===== TASK DATA
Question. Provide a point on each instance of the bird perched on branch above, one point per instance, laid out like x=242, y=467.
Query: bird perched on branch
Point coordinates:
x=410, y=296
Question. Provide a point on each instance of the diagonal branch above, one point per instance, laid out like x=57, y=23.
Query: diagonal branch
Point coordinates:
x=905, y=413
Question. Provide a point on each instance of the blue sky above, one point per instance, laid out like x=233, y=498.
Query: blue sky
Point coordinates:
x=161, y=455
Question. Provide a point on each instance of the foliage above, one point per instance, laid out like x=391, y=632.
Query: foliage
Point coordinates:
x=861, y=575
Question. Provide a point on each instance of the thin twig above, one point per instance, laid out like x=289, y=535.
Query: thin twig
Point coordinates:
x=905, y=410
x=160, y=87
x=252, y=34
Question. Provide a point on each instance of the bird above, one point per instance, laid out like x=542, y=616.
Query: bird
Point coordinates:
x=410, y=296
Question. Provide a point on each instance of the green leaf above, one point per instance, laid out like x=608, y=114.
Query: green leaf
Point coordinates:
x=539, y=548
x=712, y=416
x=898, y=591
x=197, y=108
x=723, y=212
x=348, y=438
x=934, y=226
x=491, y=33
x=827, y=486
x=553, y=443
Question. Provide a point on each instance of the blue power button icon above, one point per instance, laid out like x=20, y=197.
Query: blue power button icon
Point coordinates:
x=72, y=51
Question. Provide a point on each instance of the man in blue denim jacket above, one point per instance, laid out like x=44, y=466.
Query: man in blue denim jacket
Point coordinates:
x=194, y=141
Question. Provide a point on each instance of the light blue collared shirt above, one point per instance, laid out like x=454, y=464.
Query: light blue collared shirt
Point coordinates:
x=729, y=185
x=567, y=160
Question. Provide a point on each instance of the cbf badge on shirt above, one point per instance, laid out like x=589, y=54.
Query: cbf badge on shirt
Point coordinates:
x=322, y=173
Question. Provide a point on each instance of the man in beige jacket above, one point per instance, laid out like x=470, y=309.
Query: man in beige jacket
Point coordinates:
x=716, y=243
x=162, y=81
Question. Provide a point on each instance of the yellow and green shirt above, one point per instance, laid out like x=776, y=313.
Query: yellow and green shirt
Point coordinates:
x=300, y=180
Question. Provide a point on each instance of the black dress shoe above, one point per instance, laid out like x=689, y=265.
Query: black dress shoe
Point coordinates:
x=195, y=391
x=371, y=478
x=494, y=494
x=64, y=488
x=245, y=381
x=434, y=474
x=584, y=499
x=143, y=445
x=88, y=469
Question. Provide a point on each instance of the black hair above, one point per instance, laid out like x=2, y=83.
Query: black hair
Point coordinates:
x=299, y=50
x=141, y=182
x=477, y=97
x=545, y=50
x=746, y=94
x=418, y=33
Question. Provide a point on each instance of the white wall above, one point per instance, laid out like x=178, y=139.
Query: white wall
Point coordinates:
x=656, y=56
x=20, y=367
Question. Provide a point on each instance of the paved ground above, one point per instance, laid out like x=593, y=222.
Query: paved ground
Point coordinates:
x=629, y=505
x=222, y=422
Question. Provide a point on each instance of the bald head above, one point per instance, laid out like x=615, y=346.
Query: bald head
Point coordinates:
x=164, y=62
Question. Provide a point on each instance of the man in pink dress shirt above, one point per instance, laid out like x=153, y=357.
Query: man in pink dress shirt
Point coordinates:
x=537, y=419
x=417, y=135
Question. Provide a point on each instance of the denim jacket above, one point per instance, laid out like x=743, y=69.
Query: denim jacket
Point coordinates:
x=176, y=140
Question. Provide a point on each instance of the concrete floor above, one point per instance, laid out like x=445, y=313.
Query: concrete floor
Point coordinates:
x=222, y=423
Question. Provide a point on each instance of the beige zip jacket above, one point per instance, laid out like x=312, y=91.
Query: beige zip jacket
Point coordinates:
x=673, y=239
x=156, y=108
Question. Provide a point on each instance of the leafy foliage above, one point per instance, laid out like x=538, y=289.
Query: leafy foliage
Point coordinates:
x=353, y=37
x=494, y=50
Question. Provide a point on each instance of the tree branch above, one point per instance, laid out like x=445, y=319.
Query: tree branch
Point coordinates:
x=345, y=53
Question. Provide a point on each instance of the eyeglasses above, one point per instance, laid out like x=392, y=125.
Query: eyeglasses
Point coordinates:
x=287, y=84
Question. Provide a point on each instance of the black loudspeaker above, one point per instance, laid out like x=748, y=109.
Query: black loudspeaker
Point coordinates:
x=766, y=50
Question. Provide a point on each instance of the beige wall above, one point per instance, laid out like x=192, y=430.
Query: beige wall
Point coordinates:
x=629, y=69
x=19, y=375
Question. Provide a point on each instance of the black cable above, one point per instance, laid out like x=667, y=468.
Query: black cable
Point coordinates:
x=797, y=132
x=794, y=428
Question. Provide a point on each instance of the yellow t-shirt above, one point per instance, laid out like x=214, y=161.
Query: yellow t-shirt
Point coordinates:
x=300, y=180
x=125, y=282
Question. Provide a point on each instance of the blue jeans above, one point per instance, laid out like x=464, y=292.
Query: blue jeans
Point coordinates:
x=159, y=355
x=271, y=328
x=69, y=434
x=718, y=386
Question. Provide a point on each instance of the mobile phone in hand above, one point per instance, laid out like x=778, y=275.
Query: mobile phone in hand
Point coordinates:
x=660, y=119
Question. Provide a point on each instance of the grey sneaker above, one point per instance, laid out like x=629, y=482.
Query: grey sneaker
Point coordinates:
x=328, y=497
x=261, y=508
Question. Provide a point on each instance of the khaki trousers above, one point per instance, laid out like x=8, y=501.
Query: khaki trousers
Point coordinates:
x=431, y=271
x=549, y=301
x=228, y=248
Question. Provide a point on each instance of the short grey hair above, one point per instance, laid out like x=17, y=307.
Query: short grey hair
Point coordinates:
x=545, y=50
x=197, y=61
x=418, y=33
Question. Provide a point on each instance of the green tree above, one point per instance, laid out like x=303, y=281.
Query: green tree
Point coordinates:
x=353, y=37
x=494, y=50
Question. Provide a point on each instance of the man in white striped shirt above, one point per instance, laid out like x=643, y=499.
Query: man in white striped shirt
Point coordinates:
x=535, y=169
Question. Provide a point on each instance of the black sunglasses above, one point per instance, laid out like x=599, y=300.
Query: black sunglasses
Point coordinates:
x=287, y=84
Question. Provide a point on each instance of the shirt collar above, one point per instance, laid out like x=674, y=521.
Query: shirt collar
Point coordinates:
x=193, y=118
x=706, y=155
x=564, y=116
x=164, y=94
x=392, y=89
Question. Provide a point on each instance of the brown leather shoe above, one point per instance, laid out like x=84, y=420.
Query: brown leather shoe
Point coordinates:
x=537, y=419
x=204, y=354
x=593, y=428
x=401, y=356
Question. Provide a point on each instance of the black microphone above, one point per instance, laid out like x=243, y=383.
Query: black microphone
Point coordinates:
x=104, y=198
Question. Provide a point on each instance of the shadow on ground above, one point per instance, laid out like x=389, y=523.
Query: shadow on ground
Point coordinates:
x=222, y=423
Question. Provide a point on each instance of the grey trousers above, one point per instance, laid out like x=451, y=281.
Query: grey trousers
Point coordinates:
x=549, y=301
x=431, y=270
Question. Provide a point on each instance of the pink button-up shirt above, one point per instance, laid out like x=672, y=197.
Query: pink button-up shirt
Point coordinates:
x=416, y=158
==========
[WHAT YOU SHOULD DO] Copy out every item above word for word, from the first to the last.

[TASK ANSWER]
Question. Provide a point on each instance of the bird perched on branch above, one point per instance, laid out like x=242, y=467.
Query: bird perched on branch
Point coordinates:
x=410, y=296
Question. Provide a point on each instance of the diagonal branch above, one point per instance, laid out like x=57, y=23.
Query: diagonal branch
Point coordinates:
x=905, y=413
Question. Provide a point on each instance of the blue sky above, one point per instance, laid out like x=233, y=498.
Query: blue sky
Point coordinates:
x=161, y=455
Question. Provide a point on each instance of the foliage above, one point per instance, laid out like x=391, y=632.
Query: foliage
Point coordinates:
x=861, y=575
Question. Provide a point on each instance of the thin twig above, one point per instance, laid out like x=289, y=535.
Query: thin twig
Point coordinates:
x=905, y=410
x=160, y=87
x=252, y=34
Question. Provide a point on each instance of the bird above, one point per instance, laid out like x=542, y=616.
Query: bird
Point coordinates:
x=410, y=296
Question. Provide a point on each instance of the green leaf above, one point per instance, laid out like x=608, y=114.
Query: green leaf
Point coordinates:
x=539, y=548
x=712, y=416
x=898, y=591
x=197, y=108
x=723, y=212
x=348, y=438
x=934, y=226
x=491, y=33
x=827, y=486
x=553, y=443
Question. Provide a point on each instance of the blue power button icon above, one point per instance, laid out like x=20, y=197.
Query: blue power button icon
Point coordinates:
x=72, y=51
Question. Provide a point on each instance of the man in blue denim jacket above, one point per instance, laid out like x=44, y=466.
Query: man in blue denim jacket
Point coordinates:
x=194, y=141
Question. Provide a point on each instance of the light blue collared shirt above, one point per instance, laid out like x=454, y=464.
Query: light blue collared shirt
Point coordinates:
x=729, y=185
x=567, y=160
Question. Provide a point on each instance of the cbf badge on shirt above, one point per instance, laid out like x=589, y=54.
Query: cbf badge on shirt
Point coordinates:
x=322, y=173
Question. Provide a point on each instance of the man in beige jacket above, one point per instance, laid out like x=470, y=309.
Query: man in beige jacket
Point coordinates:
x=716, y=243
x=162, y=81
Question. Provide a point on each instance of the yellow and green shirt above, one point per instance, laid out like x=776, y=313.
Query: yellow and green shirt
Point coordinates:
x=300, y=180
Question. Provide a point on each instance of the black dress shoe above, one point per instance, laid out like x=689, y=265.
Query: black dress shoe
Point coordinates:
x=195, y=391
x=371, y=478
x=494, y=494
x=64, y=488
x=245, y=381
x=434, y=474
x=584, y=499
x=143, y=445
x=88, y=469
Question. Provide a point on each instance of the black hair above, one point per instance, laid out like x=2, y=83.
Query: black hair
Point coordinates:
x=299, y=50
x=141, y=182
x=477, y=97
x=545, y=50
x=746, y=94
x=418, y=33
Question. Provide a point on each instance of the white wall above, one point per instance, laid out like x=178, y=139.
Query: white wall
Point coordinates:
x=656, y=56
x=20, y=367
Question. Provide a point on each instance of the paved ground above, one point per instance, laid out like x=593, y=222.
Query: paved ground
Point coordinates:
x=629, y=505
x=222, y=422
Question. Provide a point on each instance of the bald head above, one point per instance, laid out like x=615, y=346.
Query: bald head
Point coordinates:
x=164, y=62
Question. Provide a point on each instance of the man in pink dress shirt above, one point per instance, laid out like x=153, y=357.
Query: man in pink dress shirt
Point coordinates:
x=537, y=419
x=417, y=135
Question. Provide a point on each instance of the denim jacket above, one point per instance, laid out like x=743, y=69.
Query: denim jacket
Point coordinates:
x=176, y=140
Question. Provide a point on each instance of the concrete floor above, one point per instance, laid out like x=445, y=313.
Query: concrete floor
Point coordinates:
x=222, y=423
Question. Provide a point on each instance of the beige zip jacket above, one point per instance, laid out like x=312, y=91.
Query: beige zip jacket
Point coordinates:
x=673, y=239
x=156, y=108
Question. Provide a point on each instance of the leafy foliage above, one point per instance, laid out like x=538, y=289.
Query: leafy foliage
Point coordinates:
x=353, y=37
x=494, y=50
Question. Provide a point on each instance of the tree branch above, one point per instance, laid out like x=445, y=319.
Query: tree branch
Point coordinates:
x=345, y=53
Question. Provide a point on each instance of the eyeglasses above, one point per instance, laid out like x=392, y=125.
Query: eyeglasses
Point coordinates:
x=287, y=84
Question. Provide a point on each instance of the black loudspeaker above, one point per instance, laid out like x=748, y=109.
Query: black loudspeaker
Point coordinates:
x=766, y=50
Question. Provide a point on each instance of the beige wall above, one point per instance, laid out like x=192, y=430.
Query: beige wall
Point coordinates:
x=629, y=69
x=19, y=375
Question. Provide a point on each instance of the black cable above, one point per instance, laid out like x=667, y=468.
Query: black cable
Point coordinates:
x=797, y=132
x=794, y=428
Question. Provide a point on each instance of the yellow t-shirt above, one point per instance, laid out like x=214, y=161.
Query: yellow t-shirt
Point coordinates:
x=300, y=180
x=125, y=282
Question. Provide a point on each instance of the blue jeans above, one point per instance, laid out like x=464, y=292.
Query: blue jeans
Point coordinates:
x=159, y=355
x=271, y=328
x=69, y=434
x=718, y=386
Question. Provide a point on each instance of the mobile phone in hand above, one point per instance, laid out like x=778, y=275.
Query: mobile phone in hand
Point coordinates:
x=660, y=119
Question. Provide a point on each instance of the grey sneaker above, one point per instance, laid out like x=629, y=482.
Query: grey sneaker
Point coordinates:
x=328, y=497
x=261, y=508
Question. Provide a point on each instance of the khaki trousers above, one point per instance, laid out like x=8, y=501.
Query: khaki trousers
Point coordinates:
x=431, y=271
x=549, y=301
x=228, y=248
Question. Provide a point on each instance of the short grey hair above, one point per instance, laid out like x=17, y=307.
Query: short grey hair
Point coordinates:
x=545, y=50
x=197, y=61
x=418, y=33
Question. Provide a point on each instance of the green tree above, one point per instance, laid out like x=303, y=281.
Query: green tree
Point coordinates:
x=353, y=37
x=494, y=50
Question. Provide a point on each instance of the man in white striped shirt above, one point per instance, laid out like x=643, y=499.
Query: man in white striped shirt
Point coordinates:
x=535, y=169
Question. Provide a point on each instance of the black sunglasses above, one point per instance, laid out like x=599, y=300.
Query: black sunglasses
Point coordinates:
x=287, y=84
Question. Provide a point on each instance of the shirt collar above, one point per instance, laid out like x=674, y=521.
Query: shirt collar
Point coordinates:
x=193, y=118
x=706, y=155
x=564, y=116
x=164, y=94
x=392, y=89
Question. Provide a point on each instance of the brown leather shoe above, one point per instance, laid out like x=84, y=420.
Query: brown leather shoe
Point coordinates:
x=537, y=419
x=204, y=354
x=593, y=428
x=401, y=356
Question. Provide a point on each instance of the black microphone above, one point per instance, laid out like x=243, y=383.
Query: black microphone
Point coordinates:
x=104, y=198
Question. Provide a point on each instance of the shadow on ground above, one point per instance, laid out like x=389, y=523.
Query: shadow on ground
Point coordinates:
x=222, y=423
Question. Provide a point on each instance of the grey trousers above, one point per instance, laid out like x=451, y=281.
Query: grey trousers
Point coordinates:
x=549, y=301
x=431, y=270
Question. Provide a point on each instance of the pink button-up shirt above, one point per instance, laid out like x=672, y=197.
Query: pink button-up shirt
Point coordinates:
x=416, y=158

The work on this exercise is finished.